The records:
+-------+

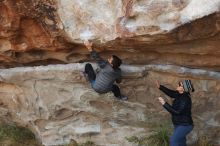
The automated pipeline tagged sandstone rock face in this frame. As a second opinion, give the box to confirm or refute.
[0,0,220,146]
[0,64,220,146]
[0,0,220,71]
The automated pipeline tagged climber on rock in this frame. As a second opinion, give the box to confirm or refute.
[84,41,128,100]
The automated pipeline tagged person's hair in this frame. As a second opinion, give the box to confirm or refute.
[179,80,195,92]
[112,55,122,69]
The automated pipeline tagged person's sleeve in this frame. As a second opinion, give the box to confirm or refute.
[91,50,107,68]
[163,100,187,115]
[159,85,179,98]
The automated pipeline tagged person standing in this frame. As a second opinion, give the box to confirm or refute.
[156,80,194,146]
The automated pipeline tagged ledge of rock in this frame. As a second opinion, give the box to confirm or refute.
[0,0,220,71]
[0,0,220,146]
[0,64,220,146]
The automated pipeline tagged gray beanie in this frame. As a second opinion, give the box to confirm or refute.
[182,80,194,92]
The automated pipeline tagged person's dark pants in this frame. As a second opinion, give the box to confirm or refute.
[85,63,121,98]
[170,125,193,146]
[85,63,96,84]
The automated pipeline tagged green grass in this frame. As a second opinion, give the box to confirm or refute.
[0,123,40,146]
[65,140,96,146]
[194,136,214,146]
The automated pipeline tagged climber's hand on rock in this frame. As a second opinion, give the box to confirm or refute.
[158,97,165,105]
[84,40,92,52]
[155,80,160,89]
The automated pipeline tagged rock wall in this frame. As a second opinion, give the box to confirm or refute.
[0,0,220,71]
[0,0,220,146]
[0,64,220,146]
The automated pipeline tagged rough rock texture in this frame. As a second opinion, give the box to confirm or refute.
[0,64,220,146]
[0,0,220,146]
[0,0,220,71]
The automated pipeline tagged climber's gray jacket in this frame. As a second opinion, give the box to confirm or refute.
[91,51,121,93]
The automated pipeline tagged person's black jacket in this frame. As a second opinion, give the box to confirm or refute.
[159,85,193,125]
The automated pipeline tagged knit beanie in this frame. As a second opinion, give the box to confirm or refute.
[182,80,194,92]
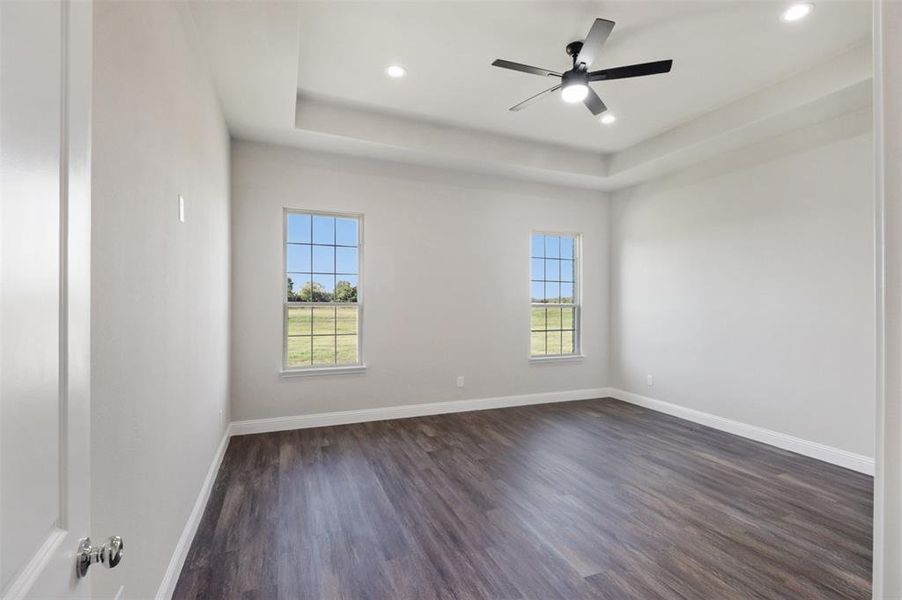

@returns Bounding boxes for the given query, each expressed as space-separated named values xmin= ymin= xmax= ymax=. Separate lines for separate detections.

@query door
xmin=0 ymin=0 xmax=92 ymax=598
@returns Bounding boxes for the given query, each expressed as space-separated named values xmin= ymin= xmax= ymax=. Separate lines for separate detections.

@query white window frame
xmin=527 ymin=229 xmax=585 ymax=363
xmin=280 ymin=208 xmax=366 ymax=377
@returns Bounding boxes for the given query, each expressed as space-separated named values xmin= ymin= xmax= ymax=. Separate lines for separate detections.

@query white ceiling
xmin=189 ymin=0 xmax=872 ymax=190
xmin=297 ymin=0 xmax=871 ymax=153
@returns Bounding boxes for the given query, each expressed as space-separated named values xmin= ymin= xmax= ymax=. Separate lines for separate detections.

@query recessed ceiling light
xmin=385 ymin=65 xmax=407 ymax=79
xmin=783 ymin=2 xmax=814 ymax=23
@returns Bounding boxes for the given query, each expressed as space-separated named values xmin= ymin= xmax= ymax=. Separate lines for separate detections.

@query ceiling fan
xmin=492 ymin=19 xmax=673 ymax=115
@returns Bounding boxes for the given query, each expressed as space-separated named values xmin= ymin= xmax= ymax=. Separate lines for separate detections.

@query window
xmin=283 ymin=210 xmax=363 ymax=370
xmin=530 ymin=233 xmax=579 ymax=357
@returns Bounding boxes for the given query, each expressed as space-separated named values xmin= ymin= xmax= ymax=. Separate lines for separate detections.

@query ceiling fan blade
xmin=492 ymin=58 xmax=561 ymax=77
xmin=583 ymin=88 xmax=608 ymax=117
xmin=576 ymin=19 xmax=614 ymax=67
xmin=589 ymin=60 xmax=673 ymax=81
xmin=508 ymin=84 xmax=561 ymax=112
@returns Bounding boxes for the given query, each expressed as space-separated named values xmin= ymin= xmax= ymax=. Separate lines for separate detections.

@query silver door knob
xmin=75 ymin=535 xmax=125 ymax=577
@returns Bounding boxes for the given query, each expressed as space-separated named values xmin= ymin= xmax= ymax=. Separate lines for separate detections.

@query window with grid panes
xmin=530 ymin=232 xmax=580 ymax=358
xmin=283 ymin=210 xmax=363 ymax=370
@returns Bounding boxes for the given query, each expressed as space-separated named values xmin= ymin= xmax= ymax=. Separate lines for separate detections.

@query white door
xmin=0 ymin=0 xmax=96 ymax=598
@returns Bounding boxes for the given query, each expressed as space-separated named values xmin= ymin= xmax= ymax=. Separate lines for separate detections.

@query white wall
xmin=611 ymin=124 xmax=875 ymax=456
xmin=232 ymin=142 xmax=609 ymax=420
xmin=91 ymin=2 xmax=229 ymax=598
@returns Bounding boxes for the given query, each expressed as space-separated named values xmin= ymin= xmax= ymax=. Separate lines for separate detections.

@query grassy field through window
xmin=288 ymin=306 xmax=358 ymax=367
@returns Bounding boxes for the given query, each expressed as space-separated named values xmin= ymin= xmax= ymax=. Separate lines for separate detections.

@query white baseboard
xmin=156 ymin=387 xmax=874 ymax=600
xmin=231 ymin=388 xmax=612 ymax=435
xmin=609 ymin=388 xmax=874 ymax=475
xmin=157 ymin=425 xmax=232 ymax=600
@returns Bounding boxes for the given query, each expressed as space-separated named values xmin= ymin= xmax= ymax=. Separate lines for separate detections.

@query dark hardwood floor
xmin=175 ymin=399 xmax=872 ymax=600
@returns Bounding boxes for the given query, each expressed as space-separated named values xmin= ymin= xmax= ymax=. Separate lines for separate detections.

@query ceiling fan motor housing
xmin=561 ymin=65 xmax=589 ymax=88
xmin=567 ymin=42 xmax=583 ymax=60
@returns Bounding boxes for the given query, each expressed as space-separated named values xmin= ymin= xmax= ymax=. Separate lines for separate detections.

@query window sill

+-------+

Exercise goal:
Copy out in full every line of the material that contains the word "dark".

Output below:
The automated pipeline tagged person's dark pants in this frame. As a second opinion, give the box to confirm or refute.
@query dark hardwood floor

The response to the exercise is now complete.